Your task:
Render every line of the material below as a Markdown table with the columns No. and Entry, numbering the rows in order and omitting blank lines.

[Saved entries]
═══
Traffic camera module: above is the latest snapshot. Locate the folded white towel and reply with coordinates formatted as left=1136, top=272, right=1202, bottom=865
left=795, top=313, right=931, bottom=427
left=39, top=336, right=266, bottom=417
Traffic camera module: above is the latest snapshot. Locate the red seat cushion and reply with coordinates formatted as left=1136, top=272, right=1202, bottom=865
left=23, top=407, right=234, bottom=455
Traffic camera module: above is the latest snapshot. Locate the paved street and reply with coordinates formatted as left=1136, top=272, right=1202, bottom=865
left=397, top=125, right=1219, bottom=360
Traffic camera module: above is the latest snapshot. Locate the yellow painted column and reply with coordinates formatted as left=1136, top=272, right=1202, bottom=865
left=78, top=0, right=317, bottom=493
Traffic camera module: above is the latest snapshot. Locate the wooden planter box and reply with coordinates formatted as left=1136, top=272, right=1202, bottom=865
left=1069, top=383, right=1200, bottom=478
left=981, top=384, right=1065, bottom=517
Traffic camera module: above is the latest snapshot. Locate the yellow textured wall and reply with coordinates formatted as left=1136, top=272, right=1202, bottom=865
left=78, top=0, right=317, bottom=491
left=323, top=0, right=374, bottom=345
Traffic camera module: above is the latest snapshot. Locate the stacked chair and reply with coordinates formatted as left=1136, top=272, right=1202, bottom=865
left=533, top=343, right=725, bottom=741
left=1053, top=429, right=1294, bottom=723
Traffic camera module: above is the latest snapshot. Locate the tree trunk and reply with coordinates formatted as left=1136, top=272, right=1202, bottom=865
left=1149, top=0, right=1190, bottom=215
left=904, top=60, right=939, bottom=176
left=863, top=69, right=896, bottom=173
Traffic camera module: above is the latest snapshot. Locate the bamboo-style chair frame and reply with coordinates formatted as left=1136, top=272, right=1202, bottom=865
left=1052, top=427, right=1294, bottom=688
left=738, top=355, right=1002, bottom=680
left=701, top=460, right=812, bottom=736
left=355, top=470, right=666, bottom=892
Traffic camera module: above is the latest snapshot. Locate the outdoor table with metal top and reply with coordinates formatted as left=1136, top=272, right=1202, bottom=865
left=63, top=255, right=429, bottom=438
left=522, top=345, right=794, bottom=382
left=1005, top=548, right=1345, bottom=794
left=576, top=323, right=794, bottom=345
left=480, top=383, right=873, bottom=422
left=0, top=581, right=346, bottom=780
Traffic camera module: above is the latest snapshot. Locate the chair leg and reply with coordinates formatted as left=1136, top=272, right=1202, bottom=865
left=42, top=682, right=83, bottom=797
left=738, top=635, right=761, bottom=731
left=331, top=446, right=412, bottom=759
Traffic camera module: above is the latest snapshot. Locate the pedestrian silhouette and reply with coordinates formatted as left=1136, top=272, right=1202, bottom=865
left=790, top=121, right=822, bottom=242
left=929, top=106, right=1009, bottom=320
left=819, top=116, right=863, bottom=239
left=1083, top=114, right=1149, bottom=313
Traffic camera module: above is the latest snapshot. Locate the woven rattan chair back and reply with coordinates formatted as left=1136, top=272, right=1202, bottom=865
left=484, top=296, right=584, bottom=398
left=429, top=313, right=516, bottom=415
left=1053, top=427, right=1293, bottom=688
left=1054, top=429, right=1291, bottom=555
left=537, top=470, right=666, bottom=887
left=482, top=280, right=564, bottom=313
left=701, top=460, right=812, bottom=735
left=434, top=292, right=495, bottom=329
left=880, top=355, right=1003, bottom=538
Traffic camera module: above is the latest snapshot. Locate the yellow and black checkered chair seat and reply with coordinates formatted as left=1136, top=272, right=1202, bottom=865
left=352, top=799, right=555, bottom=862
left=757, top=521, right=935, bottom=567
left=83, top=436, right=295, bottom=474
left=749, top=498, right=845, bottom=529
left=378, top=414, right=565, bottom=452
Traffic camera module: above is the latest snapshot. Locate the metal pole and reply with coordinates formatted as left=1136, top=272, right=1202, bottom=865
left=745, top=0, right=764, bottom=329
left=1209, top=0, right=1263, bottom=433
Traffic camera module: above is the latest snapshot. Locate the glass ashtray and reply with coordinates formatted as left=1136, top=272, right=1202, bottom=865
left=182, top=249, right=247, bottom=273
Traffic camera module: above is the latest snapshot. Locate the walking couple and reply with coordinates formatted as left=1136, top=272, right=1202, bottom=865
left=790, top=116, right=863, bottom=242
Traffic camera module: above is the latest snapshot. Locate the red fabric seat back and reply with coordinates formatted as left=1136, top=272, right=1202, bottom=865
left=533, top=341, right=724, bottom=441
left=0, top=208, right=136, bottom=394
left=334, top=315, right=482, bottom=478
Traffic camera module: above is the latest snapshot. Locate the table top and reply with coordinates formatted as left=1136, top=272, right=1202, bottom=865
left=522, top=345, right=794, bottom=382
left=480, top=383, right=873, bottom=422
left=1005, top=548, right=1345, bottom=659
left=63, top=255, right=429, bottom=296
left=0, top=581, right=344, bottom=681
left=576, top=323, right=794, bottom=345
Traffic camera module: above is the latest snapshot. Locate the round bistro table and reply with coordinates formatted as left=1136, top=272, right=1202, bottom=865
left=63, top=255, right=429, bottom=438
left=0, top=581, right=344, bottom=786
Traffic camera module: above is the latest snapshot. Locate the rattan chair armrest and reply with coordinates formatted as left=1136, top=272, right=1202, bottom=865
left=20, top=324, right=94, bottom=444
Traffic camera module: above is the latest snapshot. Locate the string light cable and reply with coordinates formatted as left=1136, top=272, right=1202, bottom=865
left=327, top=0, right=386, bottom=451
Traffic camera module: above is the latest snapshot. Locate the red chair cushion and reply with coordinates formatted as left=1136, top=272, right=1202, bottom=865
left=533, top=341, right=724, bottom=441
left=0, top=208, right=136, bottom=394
═══
Solution below:
| No. | Entry |
|---|---|
| 1 | Traffic camera module: above is the latest snapshot. Locate the folded white towel and reply with coordinates formatted as left=1136, top=272, right=1202, bottom=865 |
| 2 | left=795, top=313, right=931, bottom=427 |
| 3 | left=39, top=336, right=266, bottom=417 |
| 4 | Traffic camera module: above is the latest snapshot. Locate the red seat cushion and reply with coordinates formatted as left=1136, top=272, right=1202, bottom=865 |
| 5 | left=23, top=407, right=234, bottom=455 |
| 6 | Traffic camera module: above is the latest snapshot. Locate the paved street and reply with coordinates formatted as left=1136, top=272, right=1202, bottom=865 |
| 7 | left=397, top=125, right=1219, bottom=360 |
| 8 | Traffic camera module: above is the latest snapshot. Locate the yellow painted column and reply with coordinates formatted as left=1136, top=272, right=1202, bottom=865 |
| 9 | left=78, top=0, right=317, bottom=493 |
| 10 | Traffic camera module: above is the latest snapshot. Locate the wooden planter box and reply with coordinates formatted as left=1136, top=272, right=1202, bottom=865 |
| 11 | left=1069, top=383, right=1200, bottom=478 |
| 12 | left=981, top=384, right=1065, bottom=517 |
| 13 | Traffic camera module: above is the latest snapshot. Locate the yellow textured wall and reply with coordinates formatted as left=1136, top=272, right=1202, bottom=865 |
| 14 | left=78, top=0, right=317, bottom=491 |
| 15 | left=323, top=0, right=374, bottom=345 |
| 16 | Traffic camera module: above is the latest snapshot. Locate the stacked chair and reply with coordinates formatted as left=1136, top=272, right=1202, bottom=865 |
| 17 | left=533, top=343, right=725, bottom=741 |
| 18 | left=1053, top=429, right=1294, bottom=723 |
| 19 | Traffic camera module: above is the latest snapshot. Locate the tree trunk and reply with coordinates formatted as left=1136, top=272, right=1202, bottom=865 |
| 20 | left=1149, top=0, right=1190, bottom=215 |
| 21 | left=904, top=60, right=939, bottom=176 |
| 22 | left=863, top=69, right=896, bottom=173 |
| 23 | Traffic camera module: above is the latest snapshot. Locate the bamboo-style chair frame and reply with coordinates formatted as left=1136, top=272, right=1202, bottom=865 |
| 24 | left=1052, top=427, right=1294, bottom=688 |
| 25 | left=738, top=355, right=1002, bottom=680 |
| 26 | left=701, top=460, right=812, bottom=736 |
| 27 | left=355, top=470, right=666, bottom=892 |
| 28 | Traffic camera module: above is the latest snapshot. Locate the outdoor table with metal top and reply with coordinates formatted as left=1136, top=272, right=1202, bottom=865 |
| 29 | left=63, top=255, right=429, bottom=438 |
| 30 | left=522, top=345, right=794, bottom=382 |
| 31 | left=1005, top=548, right=1345, bottom=794 |
| 32 | left=576, top=323, right=794, bottom=345 |
| 33 | left=480, top=383, right=873, bottom=422 |
| 34 | left=0, top=581, right=346, bottom=780 |
| 35 | Traffic camera module: above is the latest snapshot. Locate the chair leg and reply with coordinates formatted as left=1136, top=272, right=1202, bottom=865 |
| 36 | left=42, top=682, right=83, bottom=797 |
| 37 | left=738, top=635, right=761, bottom=731 |
| 38 | left=331, top=446, right=412, bottom=759 |
| 39 | Traffic camera module: above is the latest snapshot. Locate the pedestrian silhouette and reply with coordinates formatted as left=1136, top=272, right=1202, bottom=865 |
| 40 | left=790, top=121, right=822, bottom=242 |
| 41 | left=929, top=106, right=1009, bottom=320 |
| 42 | left=819, top=116, right=863, bottom=239 |
| 43 | left=1083, top=114, right=1149, bottom=313 |
| 44 | Traffic camera module: above is the latest snapshot. Locate the woven rattan chair back and reply with coordinates formatted as left=1136, top=272, right=1202, bottom=865 |
| 45 | left=484, top=296, right=584, bottom=398 |
| 46 | left=429, top=313, right=516, bottom=415 |
| 47 | left=1053, top=427, right=1293, bottom=688 |
| 48 | left=1054, top=429, right=1291, bottom=555 |
| 49 | left=537, top=470, right=666, bottom=887 |
| 50 | left=482, top=280, right=564, bottom=313 |
| 51 | left=701, top=460, right=812, bottom=735 |
| 52 | left=434, top=292, right=495, bottom=329 |
| 53 | left=880, top=355, right=1003, bottom=538 |
| 54 | Traffic camera module: above is the latest snapshot. Locate the yellow and black checkered chair seat and reply with coordinates formatted as left=1136, top=272, right=1202, bottom=865 |
| 55 | left=352, top=799, right=555, bottom=862 |
| 56 | left=757, top=521, right=935, bottom=567 |
| 57 | left=83, top=436, right=295, bottom=474 |
| 58 | left=749, top=498, right=845, bottom=529 |
| 59 | left=378, top=414, right=565, bottom=452 |
| 60 | Traffic camera module: above is the latest snapshot. Locate the metal pole and reply with coordinates formatted as left=1136, top=272, right=1202, bottom=865 |
| 61 | left=745, top=0, right=764, bottom=329 |
| 62 | left=1209, top=0, right=1263, bottom=433 |
| 63 | Traffic camera module: above is the latest snapshot. Locate the glass ashtray and reply with coordinates formatted as left=1136, top=272, right=1202, bottom=865 |
| 64 | left=182, top=249, right=247, bottom=273 |
| 65 | Traffic camera module: above is the latest snapshot. Locate the walking couple and reply with coordinates formatted as left=1136, top=272, right=1202, bottom=865 |
| 66 | left=790, top=116, right=863, bottom=242 |
| 67 | Traffic camera module: above is the latest snapshot. Locate the red fabric seat back and reply with coordinates formatted as left=1136, top=272, right=1202, bottom=865 |
| 68 | left=533, top=341, right=724, bottom=441 |
| 69 | left=0, top=208, right=136, bottom=394 |
| 70 | left=334, top=315, right=482, bottom=478 |
| 71 | Traffic camera module: above is the latest snapshot. Locate the table top and reply with coordinates formatted as left=1136, top=272, right=1202, bottom=865 |
| 72 | left=522, top=345, right=794, bottom=382 |
| 73 | left=480, top=383, right=873, bottom=422 |
| 74 | left=1005, top=548, right=1345, bottom=659 |
| 75 | left=63, top=255, right=429, bottom=296 |
| 76 | left=0, top=581, right=344, bottom=681 |
| 77 | left=576, top=323, right=794, bottom=345 |
| 78 | Traffic camera module: above is the latest snapshot. Locate the round bistro table and reply with coordinates formatted as left=1136, top=272, right=1202, bottom=865 |
| 79 | left=63, top=255, right=429, bottom=438 |
| 80 | left=0, top=581, right=344, bottom=786 |
| 81 | Traffic camera module: above is the latest snapshot. Locate the rattan chair armrest and reply with coordinates formatted as left=1136, top=272, right=1202, bottom=865 |
| 82 | left=20, top=324, right=94, bottom=444 |
| 83 | Traffic camera module: above is the latest snapshot. Locate the string light cable and reply with coordinates formatted as left=1136, top=272, right=1202, bottom=865 |
| 84 | left=327, top=0, right=386, bottom=451 |
| 85 | Traffic camera module: above is the latest snapshot. Locate the red chair cushion and reply with coordinates formatted as left=1136, top=272, right=1202, bottom=865 |
| 86 | left=533, top=341, right=724, bottom=441 |
| 87 | left=0, top=208, right=136, bottom=394 |